*Task*
Copy out, word for word, the lines of the items below, starting with the line that contains "One marker belongs on each instance of the pale green leaf." and ending with the line that contains "[(1188, 116), (388, 624)]", including both of those lines.

*Dataset rows showing where objects appear*

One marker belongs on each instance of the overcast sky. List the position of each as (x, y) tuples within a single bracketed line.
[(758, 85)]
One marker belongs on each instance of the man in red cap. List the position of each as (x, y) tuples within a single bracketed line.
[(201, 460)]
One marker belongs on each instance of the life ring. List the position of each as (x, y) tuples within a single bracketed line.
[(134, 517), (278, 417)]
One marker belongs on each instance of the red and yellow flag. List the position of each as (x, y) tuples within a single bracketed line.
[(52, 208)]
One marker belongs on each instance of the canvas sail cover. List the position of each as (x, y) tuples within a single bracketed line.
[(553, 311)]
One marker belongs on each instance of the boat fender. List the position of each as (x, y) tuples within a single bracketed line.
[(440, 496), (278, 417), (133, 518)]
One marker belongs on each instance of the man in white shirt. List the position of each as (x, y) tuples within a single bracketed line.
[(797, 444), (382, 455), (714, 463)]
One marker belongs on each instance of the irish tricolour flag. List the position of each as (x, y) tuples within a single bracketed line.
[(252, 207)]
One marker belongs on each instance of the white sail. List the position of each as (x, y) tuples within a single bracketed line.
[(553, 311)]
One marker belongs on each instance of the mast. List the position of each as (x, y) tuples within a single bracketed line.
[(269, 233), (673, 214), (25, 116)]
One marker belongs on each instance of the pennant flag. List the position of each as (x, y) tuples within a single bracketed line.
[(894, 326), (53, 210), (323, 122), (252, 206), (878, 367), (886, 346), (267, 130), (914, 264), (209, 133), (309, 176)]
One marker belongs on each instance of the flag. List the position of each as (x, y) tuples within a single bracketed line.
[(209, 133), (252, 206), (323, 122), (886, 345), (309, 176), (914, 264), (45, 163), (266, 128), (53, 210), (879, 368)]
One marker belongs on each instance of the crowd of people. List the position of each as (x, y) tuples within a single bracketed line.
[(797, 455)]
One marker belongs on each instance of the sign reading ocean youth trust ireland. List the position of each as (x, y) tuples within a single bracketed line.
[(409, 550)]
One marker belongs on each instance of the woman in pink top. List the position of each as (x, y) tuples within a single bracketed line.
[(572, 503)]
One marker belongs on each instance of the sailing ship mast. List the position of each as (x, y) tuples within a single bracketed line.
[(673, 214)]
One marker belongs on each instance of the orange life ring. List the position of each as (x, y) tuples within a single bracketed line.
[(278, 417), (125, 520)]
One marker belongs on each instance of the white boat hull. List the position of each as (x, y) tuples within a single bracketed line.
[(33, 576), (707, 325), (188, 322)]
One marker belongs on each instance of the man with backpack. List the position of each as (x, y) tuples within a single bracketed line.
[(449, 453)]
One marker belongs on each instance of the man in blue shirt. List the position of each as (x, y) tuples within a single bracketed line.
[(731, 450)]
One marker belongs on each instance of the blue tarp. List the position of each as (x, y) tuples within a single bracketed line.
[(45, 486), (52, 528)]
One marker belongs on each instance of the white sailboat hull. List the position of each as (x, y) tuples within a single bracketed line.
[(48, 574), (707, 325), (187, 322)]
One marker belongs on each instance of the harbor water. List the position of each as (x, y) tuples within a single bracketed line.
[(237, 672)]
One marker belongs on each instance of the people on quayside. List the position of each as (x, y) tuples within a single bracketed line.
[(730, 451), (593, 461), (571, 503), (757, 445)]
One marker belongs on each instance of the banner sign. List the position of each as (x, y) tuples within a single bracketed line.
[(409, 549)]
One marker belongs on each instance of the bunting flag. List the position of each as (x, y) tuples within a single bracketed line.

---

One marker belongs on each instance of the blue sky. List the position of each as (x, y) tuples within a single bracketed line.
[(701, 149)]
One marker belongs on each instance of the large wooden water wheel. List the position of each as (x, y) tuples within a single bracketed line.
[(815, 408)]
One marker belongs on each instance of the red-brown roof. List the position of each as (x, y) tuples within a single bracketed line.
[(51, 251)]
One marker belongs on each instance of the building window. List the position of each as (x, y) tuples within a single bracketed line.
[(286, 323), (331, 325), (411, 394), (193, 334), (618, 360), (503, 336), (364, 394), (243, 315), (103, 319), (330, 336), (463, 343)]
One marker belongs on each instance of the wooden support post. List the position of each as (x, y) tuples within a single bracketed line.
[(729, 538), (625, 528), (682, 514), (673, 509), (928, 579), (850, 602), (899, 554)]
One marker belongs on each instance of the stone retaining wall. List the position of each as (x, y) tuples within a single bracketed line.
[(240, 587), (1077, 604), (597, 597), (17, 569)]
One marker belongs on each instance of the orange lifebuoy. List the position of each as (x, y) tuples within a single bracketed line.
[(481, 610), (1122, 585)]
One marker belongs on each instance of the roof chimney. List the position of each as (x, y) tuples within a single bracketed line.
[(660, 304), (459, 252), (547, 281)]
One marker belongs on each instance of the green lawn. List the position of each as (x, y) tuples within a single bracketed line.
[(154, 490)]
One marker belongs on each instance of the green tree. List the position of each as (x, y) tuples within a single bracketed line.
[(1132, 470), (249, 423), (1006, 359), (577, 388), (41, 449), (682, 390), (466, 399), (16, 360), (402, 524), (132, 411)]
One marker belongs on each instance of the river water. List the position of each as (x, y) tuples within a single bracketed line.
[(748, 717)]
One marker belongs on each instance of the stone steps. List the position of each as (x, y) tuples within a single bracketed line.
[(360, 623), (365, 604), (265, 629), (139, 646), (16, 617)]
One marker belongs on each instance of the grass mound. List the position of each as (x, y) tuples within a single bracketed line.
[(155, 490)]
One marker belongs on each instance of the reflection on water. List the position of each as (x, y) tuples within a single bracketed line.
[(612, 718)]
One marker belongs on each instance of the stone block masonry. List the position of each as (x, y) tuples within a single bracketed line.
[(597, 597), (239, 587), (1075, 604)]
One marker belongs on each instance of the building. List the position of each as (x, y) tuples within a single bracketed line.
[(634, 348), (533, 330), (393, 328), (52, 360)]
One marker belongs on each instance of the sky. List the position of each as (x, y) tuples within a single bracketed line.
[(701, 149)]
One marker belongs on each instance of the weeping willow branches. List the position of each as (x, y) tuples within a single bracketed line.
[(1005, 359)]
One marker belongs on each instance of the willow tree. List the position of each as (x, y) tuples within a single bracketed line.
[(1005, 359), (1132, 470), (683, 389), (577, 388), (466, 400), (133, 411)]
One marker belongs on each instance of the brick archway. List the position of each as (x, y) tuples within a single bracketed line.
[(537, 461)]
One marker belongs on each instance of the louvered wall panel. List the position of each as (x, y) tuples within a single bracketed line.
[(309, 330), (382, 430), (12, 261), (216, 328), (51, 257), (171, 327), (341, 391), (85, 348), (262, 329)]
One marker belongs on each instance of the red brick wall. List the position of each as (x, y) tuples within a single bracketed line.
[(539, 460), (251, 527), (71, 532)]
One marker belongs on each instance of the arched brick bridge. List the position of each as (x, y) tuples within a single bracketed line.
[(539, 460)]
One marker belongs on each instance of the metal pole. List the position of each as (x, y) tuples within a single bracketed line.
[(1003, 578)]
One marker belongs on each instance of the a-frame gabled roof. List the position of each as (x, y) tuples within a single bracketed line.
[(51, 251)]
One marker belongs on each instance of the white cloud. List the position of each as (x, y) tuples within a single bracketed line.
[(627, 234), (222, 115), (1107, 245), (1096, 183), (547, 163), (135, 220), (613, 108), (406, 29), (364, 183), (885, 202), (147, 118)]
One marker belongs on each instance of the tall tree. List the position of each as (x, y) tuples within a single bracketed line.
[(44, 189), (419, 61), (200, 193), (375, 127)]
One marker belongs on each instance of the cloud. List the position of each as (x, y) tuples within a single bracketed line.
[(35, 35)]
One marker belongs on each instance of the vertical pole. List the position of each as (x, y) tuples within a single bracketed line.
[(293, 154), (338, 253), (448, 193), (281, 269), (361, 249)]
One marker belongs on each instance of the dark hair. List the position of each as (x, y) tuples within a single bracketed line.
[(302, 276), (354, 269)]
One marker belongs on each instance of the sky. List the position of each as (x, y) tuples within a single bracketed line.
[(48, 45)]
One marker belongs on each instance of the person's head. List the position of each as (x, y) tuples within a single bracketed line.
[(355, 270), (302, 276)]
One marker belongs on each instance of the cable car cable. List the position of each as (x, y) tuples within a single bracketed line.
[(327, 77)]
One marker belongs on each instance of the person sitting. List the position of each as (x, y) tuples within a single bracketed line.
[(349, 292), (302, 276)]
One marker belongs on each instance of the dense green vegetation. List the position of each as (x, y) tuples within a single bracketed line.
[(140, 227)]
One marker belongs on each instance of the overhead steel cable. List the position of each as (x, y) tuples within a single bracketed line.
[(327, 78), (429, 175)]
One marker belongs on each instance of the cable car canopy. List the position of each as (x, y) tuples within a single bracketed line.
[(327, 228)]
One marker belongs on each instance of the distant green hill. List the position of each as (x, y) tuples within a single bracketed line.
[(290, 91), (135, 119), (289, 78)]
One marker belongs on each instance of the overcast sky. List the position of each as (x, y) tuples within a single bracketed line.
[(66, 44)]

---

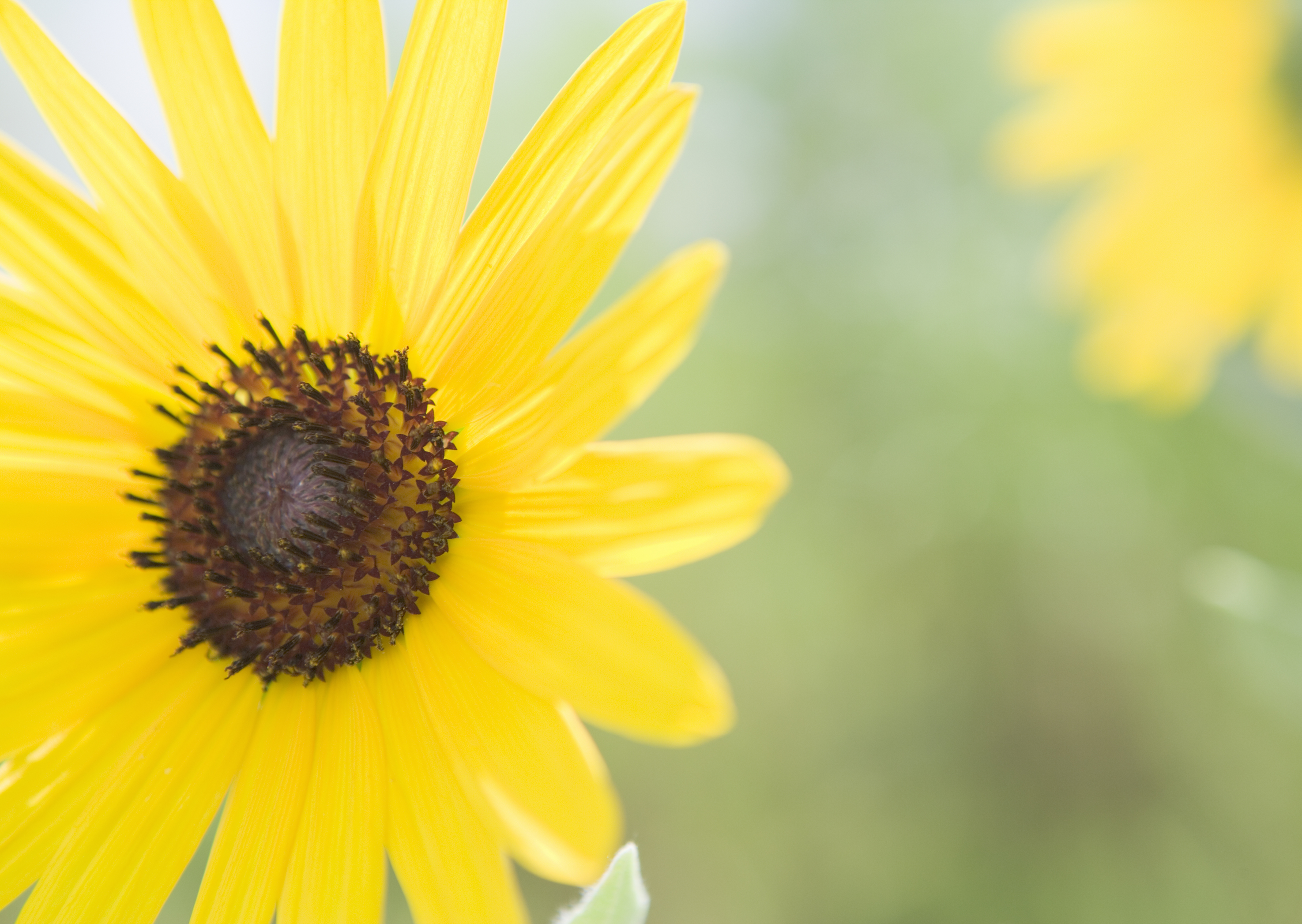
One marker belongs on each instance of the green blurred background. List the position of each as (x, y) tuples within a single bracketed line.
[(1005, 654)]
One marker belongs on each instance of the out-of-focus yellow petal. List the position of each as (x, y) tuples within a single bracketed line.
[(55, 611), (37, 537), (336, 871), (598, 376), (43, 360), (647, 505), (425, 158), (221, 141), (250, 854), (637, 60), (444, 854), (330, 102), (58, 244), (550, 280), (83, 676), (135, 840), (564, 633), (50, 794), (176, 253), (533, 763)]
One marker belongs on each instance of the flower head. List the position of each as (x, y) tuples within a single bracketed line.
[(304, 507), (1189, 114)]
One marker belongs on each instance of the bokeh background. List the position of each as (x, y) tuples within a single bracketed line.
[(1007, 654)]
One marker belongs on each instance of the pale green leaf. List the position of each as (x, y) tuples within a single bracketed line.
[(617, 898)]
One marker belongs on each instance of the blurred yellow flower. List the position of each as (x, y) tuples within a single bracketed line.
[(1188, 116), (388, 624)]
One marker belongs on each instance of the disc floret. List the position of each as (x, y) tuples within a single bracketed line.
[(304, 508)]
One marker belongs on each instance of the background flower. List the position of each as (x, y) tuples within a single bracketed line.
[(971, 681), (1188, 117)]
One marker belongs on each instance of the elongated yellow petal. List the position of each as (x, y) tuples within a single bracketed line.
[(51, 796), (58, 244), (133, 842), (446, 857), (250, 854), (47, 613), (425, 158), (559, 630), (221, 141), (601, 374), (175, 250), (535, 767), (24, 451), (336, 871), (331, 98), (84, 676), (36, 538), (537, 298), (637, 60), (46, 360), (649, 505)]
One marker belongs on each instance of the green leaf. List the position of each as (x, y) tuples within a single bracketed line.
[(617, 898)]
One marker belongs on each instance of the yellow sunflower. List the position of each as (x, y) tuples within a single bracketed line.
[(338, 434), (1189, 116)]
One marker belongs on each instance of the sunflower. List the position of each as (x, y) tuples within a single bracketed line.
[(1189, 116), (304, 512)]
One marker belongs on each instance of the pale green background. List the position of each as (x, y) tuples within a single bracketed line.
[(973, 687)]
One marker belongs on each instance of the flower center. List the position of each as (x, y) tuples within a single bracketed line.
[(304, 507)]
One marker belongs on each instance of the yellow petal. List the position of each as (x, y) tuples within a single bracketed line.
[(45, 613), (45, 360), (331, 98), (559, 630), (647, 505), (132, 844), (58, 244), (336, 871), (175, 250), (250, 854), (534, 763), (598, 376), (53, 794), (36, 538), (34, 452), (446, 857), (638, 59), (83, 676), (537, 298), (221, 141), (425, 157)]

*Response*
One marker belongs on each instance of the pale green leaf. List the position of each as (x, y) tuples within a single bracketed line.
[(617, 898)]
One marker belongs on each instance of the blurred yellow flower. List the position of each as (x, y) tuples within a single bracketed line.
[(1188, 116), (388, 624)]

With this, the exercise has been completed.